» Texte fourni
-- -- --

«J’ai été expulsé de l’école hôtelière»

«J’ai été expulsé de l’école hôtelière»
«J’ai été expulsé de l’école hôtelière»

Pierre Wynants, le chef le plus célèbre de Belgique, nous a donné rendez-vous au Comme Chez Soi le 19 juin prochain, à l’occasion du 98ème anniversaire de l’établissement. A sa tête désormais, son gendre Lionel Rigolet et sa fille Laurence, mais Pierre Wynants est également fier d’accueillir la cinquième génération en cuisine, en la personne de son petit-fils, Loïc, récemment auréolé du titre de Premier Maître. de l’Hôtel de Belgique.

Comment a commencé la grande aventure de Comme Chez Soi ?

« Au fond, c’est mon grand-père, Georges, qui a ouvert un établissement boulevard Maurice Lemonnier. Il ne s’appelait pas encore Comme Chez Soi, mais tout simplement « Chez Georges ». C’était un restaurant plus démocratique, mais il connut rapidement un succès. Une habituée des lieux rappelait à chacune de ses visites « Georges, on mange chez nous comme à la maison ».

-- -- --

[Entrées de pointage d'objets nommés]

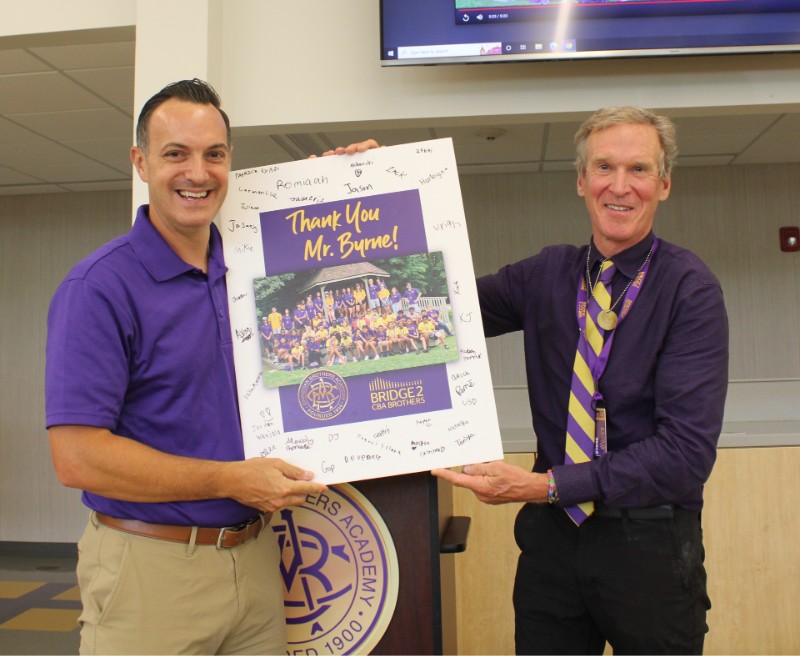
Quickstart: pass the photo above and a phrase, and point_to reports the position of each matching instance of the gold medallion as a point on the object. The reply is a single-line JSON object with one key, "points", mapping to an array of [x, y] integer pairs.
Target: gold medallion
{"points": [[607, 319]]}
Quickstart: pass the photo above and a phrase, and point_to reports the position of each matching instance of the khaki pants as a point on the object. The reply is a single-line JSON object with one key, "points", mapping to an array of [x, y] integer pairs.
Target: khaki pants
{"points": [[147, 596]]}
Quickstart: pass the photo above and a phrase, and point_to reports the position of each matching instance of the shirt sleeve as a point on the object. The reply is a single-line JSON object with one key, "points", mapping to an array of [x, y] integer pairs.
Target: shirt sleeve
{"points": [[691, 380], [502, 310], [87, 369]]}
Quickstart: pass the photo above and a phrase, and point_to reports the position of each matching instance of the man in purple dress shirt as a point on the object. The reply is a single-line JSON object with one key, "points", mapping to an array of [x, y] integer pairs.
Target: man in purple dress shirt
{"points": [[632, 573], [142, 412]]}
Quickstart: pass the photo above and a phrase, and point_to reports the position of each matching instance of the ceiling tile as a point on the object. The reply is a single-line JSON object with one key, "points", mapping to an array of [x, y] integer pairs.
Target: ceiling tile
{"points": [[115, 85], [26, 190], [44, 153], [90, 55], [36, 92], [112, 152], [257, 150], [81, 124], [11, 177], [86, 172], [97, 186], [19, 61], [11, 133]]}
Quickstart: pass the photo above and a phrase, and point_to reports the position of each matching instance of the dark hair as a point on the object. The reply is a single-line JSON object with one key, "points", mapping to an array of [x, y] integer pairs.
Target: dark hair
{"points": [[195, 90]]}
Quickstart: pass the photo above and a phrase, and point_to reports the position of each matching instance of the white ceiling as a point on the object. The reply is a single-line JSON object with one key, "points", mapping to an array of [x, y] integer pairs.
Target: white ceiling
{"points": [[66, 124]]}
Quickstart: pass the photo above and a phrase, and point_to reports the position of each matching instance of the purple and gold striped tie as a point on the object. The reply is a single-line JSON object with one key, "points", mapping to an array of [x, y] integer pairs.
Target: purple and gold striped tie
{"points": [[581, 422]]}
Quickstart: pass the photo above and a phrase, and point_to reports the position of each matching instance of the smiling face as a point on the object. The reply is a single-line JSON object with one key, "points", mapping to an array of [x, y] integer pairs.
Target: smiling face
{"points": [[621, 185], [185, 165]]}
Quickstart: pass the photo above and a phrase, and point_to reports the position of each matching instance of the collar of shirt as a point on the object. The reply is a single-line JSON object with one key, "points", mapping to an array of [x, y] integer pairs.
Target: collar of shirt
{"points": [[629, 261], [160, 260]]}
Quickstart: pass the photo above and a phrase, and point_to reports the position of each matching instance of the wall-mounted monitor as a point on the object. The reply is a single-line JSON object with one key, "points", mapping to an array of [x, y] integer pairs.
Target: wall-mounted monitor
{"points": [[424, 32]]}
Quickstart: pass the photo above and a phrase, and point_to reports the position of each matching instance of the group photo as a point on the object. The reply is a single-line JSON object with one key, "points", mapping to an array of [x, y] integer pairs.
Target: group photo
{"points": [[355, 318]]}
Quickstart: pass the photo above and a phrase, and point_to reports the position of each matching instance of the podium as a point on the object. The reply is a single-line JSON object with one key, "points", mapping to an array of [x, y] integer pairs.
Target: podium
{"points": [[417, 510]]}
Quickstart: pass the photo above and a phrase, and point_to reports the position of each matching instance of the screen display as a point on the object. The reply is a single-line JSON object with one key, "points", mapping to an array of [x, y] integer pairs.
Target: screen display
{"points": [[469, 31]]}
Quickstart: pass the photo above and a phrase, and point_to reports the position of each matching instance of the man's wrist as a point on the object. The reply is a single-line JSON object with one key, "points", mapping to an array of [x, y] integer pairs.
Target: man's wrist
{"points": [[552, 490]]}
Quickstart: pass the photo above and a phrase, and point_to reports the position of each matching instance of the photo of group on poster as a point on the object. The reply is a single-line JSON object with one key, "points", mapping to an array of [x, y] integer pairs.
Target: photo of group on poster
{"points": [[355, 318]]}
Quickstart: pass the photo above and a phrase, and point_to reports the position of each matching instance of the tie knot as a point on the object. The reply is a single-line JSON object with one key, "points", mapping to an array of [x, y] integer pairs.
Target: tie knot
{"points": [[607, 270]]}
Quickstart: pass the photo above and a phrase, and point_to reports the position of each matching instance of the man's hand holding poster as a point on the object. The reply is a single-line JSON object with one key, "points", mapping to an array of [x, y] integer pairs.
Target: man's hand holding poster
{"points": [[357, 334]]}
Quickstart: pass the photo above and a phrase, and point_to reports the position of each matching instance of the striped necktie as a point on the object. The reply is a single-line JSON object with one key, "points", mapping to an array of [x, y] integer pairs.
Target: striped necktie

-- -- --

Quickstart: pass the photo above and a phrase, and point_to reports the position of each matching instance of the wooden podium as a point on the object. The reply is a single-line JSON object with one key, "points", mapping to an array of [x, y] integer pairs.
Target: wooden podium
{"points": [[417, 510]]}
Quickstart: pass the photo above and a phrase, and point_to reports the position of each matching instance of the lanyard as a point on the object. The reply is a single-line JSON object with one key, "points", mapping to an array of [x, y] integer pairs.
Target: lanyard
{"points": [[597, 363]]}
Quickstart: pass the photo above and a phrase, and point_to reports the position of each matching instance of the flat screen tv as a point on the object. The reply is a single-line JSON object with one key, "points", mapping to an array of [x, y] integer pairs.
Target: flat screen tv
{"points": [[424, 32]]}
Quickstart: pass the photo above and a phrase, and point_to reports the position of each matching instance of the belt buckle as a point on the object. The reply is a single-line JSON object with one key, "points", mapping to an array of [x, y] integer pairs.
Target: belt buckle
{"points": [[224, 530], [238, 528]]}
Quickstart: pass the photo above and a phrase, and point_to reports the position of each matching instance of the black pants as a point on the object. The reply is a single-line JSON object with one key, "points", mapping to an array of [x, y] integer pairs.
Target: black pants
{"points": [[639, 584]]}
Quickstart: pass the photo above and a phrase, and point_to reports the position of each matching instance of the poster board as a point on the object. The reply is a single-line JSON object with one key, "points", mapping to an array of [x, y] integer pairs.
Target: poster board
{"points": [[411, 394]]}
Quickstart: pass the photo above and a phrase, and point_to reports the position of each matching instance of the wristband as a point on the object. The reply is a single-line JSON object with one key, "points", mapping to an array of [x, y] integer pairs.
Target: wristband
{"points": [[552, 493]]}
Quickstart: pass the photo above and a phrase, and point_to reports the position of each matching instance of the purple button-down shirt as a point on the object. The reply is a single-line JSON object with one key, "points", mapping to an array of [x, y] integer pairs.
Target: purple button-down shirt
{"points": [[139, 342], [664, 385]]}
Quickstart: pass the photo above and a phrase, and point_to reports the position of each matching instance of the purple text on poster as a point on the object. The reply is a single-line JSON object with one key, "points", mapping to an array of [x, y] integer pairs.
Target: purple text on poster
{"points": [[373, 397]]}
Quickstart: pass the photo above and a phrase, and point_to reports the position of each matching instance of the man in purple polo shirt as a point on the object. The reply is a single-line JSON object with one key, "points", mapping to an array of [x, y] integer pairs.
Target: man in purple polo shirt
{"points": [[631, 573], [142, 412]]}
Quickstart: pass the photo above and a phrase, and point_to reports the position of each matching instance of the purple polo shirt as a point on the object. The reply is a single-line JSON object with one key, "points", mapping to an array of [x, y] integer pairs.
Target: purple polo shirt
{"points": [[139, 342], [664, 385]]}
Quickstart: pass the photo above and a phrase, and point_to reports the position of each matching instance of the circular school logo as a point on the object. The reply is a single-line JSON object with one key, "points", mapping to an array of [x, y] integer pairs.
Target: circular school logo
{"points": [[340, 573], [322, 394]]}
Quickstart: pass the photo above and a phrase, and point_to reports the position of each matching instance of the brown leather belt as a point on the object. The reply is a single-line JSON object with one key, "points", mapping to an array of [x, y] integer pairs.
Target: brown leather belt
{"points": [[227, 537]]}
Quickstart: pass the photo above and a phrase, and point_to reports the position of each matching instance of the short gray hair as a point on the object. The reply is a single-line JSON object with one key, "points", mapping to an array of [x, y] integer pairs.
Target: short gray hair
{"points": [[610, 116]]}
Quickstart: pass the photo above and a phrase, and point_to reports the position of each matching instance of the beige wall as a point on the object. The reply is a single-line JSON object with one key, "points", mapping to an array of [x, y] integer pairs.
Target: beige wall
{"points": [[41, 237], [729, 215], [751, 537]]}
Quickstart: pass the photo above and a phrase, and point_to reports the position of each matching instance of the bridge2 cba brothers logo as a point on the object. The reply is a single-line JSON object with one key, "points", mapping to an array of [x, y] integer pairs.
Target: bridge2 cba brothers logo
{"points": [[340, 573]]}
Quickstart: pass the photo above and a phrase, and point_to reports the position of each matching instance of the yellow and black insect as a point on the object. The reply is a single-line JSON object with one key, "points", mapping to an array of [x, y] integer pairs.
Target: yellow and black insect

-- -- --

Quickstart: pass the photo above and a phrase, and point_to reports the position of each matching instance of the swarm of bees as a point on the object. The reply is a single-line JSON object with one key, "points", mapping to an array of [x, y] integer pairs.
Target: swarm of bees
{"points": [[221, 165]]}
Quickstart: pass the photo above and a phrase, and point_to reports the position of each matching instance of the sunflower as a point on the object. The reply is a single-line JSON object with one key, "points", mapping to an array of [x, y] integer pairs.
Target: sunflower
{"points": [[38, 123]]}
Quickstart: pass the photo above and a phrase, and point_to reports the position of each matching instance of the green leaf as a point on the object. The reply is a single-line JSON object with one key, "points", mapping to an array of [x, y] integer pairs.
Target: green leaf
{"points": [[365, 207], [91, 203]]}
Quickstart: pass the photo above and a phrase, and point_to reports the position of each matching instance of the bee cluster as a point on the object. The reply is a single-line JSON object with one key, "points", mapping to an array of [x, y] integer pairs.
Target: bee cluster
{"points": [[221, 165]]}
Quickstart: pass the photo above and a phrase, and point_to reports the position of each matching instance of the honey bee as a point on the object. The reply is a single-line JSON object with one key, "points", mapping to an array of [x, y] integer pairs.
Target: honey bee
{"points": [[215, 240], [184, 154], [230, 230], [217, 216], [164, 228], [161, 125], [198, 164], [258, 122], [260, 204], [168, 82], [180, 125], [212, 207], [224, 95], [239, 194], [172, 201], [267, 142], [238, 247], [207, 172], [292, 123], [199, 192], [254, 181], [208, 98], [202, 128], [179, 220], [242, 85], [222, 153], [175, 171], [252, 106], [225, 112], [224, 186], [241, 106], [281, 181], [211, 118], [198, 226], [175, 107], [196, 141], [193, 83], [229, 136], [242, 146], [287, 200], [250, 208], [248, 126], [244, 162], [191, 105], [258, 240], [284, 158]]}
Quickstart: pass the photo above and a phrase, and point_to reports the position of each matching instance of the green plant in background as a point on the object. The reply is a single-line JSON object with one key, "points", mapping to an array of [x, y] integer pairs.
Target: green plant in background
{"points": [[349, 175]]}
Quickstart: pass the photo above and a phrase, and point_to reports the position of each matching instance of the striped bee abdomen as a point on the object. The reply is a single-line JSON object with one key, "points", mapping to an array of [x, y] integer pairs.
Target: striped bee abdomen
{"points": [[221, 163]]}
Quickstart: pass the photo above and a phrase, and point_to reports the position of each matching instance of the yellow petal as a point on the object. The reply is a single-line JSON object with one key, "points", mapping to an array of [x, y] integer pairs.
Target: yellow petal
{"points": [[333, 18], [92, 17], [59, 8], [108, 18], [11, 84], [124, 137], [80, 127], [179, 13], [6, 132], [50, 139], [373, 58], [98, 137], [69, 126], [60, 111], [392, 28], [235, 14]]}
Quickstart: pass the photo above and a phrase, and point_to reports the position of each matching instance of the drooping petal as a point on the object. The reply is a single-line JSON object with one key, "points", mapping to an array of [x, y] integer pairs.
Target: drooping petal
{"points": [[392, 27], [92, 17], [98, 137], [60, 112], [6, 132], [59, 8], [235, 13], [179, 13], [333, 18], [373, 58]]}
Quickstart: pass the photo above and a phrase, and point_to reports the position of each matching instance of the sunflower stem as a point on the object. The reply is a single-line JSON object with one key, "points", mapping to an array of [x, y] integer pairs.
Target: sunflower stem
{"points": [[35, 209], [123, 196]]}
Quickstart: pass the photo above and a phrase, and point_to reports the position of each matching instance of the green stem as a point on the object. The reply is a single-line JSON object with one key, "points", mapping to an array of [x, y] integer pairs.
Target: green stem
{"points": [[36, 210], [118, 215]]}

-- -- --

» Problème A
D'après le texte fourni, quel nom portait l'établissement ouvert par Georges avant de s'appeler Comme Chez Soi ?
» Problème B
Veuillez transcrire le passage du texte fourni compris entre "Pierre Wynants, le" et "Comme Chez Soi ?", inclus.
Les données forment un matériau distinct du texte fourni.

» Réponse complète A
Il s'appelait « Chez Georges ».

» Réponse complète B
Pierre Wynants, le chef le plus célèbre de Belgique, nous a donné rendez-vous au Comme Chez Soi le 19 juin prochain, à l’occasion du 98ème anniversaire de l’établissement. A sa tête désormais, son gendre Lionel Rigolet et sa fille Laurence, mais Pierre Wynants est également fier d’accueillir la cinquième génération en cuisine, en la personne de son petit-fils, Loïc, récemment auréolé du titre de Premier Maître. de l’Hôtel de Belgique.

Comment a commencé la grande aventure de Comme Chez Soi ?